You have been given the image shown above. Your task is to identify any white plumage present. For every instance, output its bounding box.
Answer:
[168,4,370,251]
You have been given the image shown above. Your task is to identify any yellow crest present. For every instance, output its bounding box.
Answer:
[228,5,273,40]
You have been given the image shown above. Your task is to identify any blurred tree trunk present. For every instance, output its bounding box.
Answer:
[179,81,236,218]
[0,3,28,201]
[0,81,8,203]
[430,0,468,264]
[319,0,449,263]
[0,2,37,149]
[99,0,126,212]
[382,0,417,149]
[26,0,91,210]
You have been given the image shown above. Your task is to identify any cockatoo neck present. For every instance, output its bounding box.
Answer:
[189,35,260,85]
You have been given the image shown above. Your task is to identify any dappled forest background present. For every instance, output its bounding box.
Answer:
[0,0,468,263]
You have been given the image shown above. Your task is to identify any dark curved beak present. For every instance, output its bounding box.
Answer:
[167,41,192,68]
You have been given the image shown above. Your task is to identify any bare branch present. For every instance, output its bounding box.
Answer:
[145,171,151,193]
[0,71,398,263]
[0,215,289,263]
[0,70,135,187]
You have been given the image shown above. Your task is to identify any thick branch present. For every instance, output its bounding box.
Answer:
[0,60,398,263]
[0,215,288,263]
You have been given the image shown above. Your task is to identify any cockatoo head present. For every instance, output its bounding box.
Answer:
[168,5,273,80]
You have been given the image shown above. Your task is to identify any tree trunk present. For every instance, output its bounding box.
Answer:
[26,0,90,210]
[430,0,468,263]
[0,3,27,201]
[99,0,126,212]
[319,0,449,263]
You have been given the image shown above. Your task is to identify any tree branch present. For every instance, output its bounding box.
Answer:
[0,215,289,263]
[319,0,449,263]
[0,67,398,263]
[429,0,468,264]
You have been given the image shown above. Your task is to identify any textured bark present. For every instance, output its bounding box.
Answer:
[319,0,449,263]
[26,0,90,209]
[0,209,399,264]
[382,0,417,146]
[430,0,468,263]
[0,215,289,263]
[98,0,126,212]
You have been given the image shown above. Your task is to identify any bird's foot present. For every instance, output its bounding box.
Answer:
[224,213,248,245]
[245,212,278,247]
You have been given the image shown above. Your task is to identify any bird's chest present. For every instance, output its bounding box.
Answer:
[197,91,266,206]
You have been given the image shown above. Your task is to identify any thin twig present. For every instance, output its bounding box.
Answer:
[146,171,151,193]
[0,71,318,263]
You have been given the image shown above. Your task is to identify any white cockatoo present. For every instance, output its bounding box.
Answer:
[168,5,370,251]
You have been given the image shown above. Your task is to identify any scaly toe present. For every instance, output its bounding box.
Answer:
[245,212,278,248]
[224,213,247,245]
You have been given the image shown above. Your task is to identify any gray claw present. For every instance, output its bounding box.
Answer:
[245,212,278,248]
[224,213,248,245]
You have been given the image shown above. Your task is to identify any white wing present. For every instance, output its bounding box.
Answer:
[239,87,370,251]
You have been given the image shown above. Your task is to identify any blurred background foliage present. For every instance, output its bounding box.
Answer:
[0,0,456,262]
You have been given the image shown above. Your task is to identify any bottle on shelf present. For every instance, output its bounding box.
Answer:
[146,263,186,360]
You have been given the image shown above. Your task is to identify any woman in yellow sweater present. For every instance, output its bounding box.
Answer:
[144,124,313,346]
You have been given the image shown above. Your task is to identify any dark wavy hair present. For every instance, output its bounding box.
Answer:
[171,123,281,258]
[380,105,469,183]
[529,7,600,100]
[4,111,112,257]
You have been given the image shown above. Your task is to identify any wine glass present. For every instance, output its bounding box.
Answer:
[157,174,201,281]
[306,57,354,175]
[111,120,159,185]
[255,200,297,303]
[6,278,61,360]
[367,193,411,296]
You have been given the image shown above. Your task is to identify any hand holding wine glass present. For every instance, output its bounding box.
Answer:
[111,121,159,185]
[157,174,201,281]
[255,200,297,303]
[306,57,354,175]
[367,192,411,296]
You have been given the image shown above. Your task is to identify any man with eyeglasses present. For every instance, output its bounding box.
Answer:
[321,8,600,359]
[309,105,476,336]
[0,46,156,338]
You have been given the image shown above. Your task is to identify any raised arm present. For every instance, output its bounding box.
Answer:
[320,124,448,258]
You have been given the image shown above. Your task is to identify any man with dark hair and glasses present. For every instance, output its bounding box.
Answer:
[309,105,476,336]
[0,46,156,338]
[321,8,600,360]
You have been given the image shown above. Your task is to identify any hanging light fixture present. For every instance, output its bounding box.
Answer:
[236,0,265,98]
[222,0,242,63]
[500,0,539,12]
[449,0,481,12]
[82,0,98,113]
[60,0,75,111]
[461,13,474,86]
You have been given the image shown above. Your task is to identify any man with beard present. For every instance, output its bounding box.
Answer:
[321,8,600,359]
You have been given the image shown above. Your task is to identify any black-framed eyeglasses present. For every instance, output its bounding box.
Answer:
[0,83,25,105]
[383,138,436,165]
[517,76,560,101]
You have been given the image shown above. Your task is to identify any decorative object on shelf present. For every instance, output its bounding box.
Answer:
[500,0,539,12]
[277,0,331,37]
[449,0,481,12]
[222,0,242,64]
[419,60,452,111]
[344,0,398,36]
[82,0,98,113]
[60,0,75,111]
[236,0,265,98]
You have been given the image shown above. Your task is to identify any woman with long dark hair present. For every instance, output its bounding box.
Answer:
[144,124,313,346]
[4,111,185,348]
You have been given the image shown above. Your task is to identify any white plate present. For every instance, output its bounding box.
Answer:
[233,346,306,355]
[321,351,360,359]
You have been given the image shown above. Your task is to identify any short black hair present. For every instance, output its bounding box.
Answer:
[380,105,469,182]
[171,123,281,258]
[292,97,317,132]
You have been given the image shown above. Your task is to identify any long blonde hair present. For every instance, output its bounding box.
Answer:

§ WHAT YOU ARE ASKED TO DO:
Reproduce all of the data above, substituting "enclosing rectangle" for each occurrence of "bounding box" and keeping everything else the same.

§ ANSWER TO THIS PROBLEM:
You have been given the image shown above. Your task is to identify any white plumage present. For every instance, output its enclosing rectangle.
Answer:
[168,4,370,251]
You have been given the image shown above. Your task is to identify any yellow crest present. For every instance, output its enclosing rectangle.
Answer:
[228,5,273,40]
You have been given the image shown above. Your task is to identify any blurred tree trunk present. For every instance, output its enclosing rectangle.
Answer:
[179,81,236,218]
[0,3,28,201]
[0,81,8,203]
[430,0,468,264]
[319,0,449,263]
[0,2,37,149]
[99,0,126,212]
[382,0,417,149]
[26,0,91,210]
You have been given the image shown above. Your task is to identify any cockatoo neck present. For every instance, output its enclosing rectangle.
Answer:
[189,35,260,85]
You have been given the image shown above. Your task is to identify any dappled forest background present. For every instance, output its enclosing rectangle.
Answer:
[0,0,468,263]
You have been given the image shown above. Your task is to identify any dark curved beak present. For every instance, output its enclosing rectangle.
Answer:
[167,41,192,68]
You have been given the image shown above. Your task is to identify any bare branch present. For every instance, output its enclosing rectangle.
Answer:
[145,171,151,193]
[0,71,398,263]
[0,215,289,263]
[0,70,135,187]
You have been given the image shown above. Your task is to identify any thick branch present. For every instance, output its enclosing rectangle.
Answer:
[0,60,398,263]
[0,215,288,263]
You have been given the image shown above. Your task is to identify any cockatoo head present. For every instance, output its enclosing rectangle.
Answer:
[168,5,273,80]
You have been given the image shown above. Your task is to identify any tree trunk present. For every instance, output its enclosing rectangle.
Answer:
[26,0,90,210]
[430,0,468,263]
[0,3,27,201]
[99,0,126,212]
[319,0,449,263]
You have been given the image shown above. Your task is to identify any tree branch present. For every instance, output its enclosing rectangle.
Answer:
[0,215,289,263]
[319,0,449,263]
[0,67,398,263]
[429,0,468,264]
You have been given the image shown above. Your task is to identify any textured bark present. For every instance, output its enclosing rectangle.
Answer:
[319,0,449,263]
[26,0,90,209]
[0,209,399,264]
[382,0,417,146]
[430,0,468,263]
[0,215,289,263]
[98,0,126,212]
You have been given the image shown above. Your task is to identify any bird's foot present. For every instance, output its enclosing rectangle.
Answer:
[224,213,248,245]
[245,212,278,247]
You have been given the image shown above. Your task is to identify any bird's chest present. For every instance, output its enclosing rectangle.
Answer:
[197,91,266,206]
You have been given the image shown above. Your task is to identify any thin twig present. For every instance, output its enclosing rectangle.
Answer:
[146,171,151,193]
[0,71,318,263]
You have been given the image shown above. Your task is to identify any white cockatoo present. For every instance, output its enclosing rectangle.
Answer:
[168,5,370,251]
You have been given the image shown above. Your task is to identify any scaly toe present. For every instance, output its enclosing rectangle.
Answer:
[245,212,278,248]
[224,213,247,245]
You have been given the image shown above. Your task is to identify any gray claw present. For every instance, output its enclosing rectangle.
Answer:
[245,212,278,248]
[224,213,248,245]
You have been given the image shown above. Your task is to identify any white wing present. For every instance, output its enclosing rectangle.
Answer:
[239,87,370,251]
You have been given the image shown above. Your task is to identify any blurred background foliage present. For every instance, output its enclosing rectangle.
Answer:
[0,0,456,262]
You have been given the image shown above. Your task is to identify any bottle on shelf present. For every instance, output its enclosing rectangle.
Answer:
[146,263,186,360]
You have been given the image shown above. Your task is to identify any woman in yellow sweater present. For every instance, output its enclosing rectangle.
Answer:
[144,124,313,346]
You have been given the image shown above. Your task is to identify any dark wavy hair present. For every instance, output its enclosing rectangle.
Answer:
[171,123,281,258]
[380,105,469,183]
[529,7,600,100]
[4,111,112,257]
You have been given the image shown above. Your task is to identify any wine glass present. For every instance, output its enclosing rectangle.
Answer:
[157,174,201,281]
[306,57,354,175]
[111,120,159,185]
[255,200,297,303]
[6,278,61,360]
[367,193,411,296]
You have been given the image shown above. Your task is to identify any hand holding wine glass present. For every instance, output its enclosing rectangle.
Answer:
[111,121,159,185]
[157,174,201,281]
[255,200,297,303]
[306,57,354,175]
[367,192,411,296]
You have been given the image shown above. Your task is to identify any man with eyeglasses present. For every instance, output its enclosing rectangle.
Answer:
[321,8,600,359]
[309,105,476,336]
[0,46,156,338]
You have been given the image shown above. Your task is to identify any raised arm present. For every instance, output its enclosing rectangle.
Answer:
[320,124,448,258]
You have been given the image shown above. Your task is to identify any man with dark hair and glasses present. For every instance, output its enclosing rectangle.
Answer:
[309,105,476,336]
[0,46,156,338]
[321,8,600,360]
You have been given the image shown above. Your task is to identify any hanging light fixture present. For every instance, output its enclosing rectangle.
Answer:
[236,0,265,98]
[222,0,242,63]
[500,0,539,12]
[449,0,481,12]
[82,0,98,113]
[60,0,75,111]
[461,13,474,86]
You have been given the image shown above. Your task is to identify any man with beard present. For every instance, output its enclosing rectangle.
Answer:
[321,8,600,359]
You have been given the image shown above. Your task is to identify any black-framed eyeglasses present. For every instance, output its enclosing rectangle.
Answer:
[0,83,25,105]
[383,138,436,165]
[517,76,560,101]
You have been given the image shown above. Your task is to identify any decorative object on shelf present. For every instance, output its enclosing rectangle.
Answer:
[500,0,539,12]
[277,0,331,37]
[449,0,481,12]
[222,0,242,64]
[419,60,452,111]
[344,0,398,36]
[82,0,98,113]
[60,0,75,111]
[236,0,265,98]
You have been given the image shown above. Your task is to identify any woman with long dark hair present. For every instance, output its enclosing rectangle.
Answer:
[144,124,313,346]
[4,111,185,348]
You have been given the image shown above. Your task is to identify any white plate present. For every instance, output its enclosing rectangle.
Answer:
[233,346,306,355]
[321,351,360,359]
You have been given the image shown above. Your task is to identify any short black hair present. For every instance, output its enclosing rectangle.
Answer:
[380,105,469,182]
[171,123,281,258]
[292,97,317,132]
You have been given the image shown above. Your task is to identify any long blonde hair present. For every instance, output its enclosing rectangle.
Answer:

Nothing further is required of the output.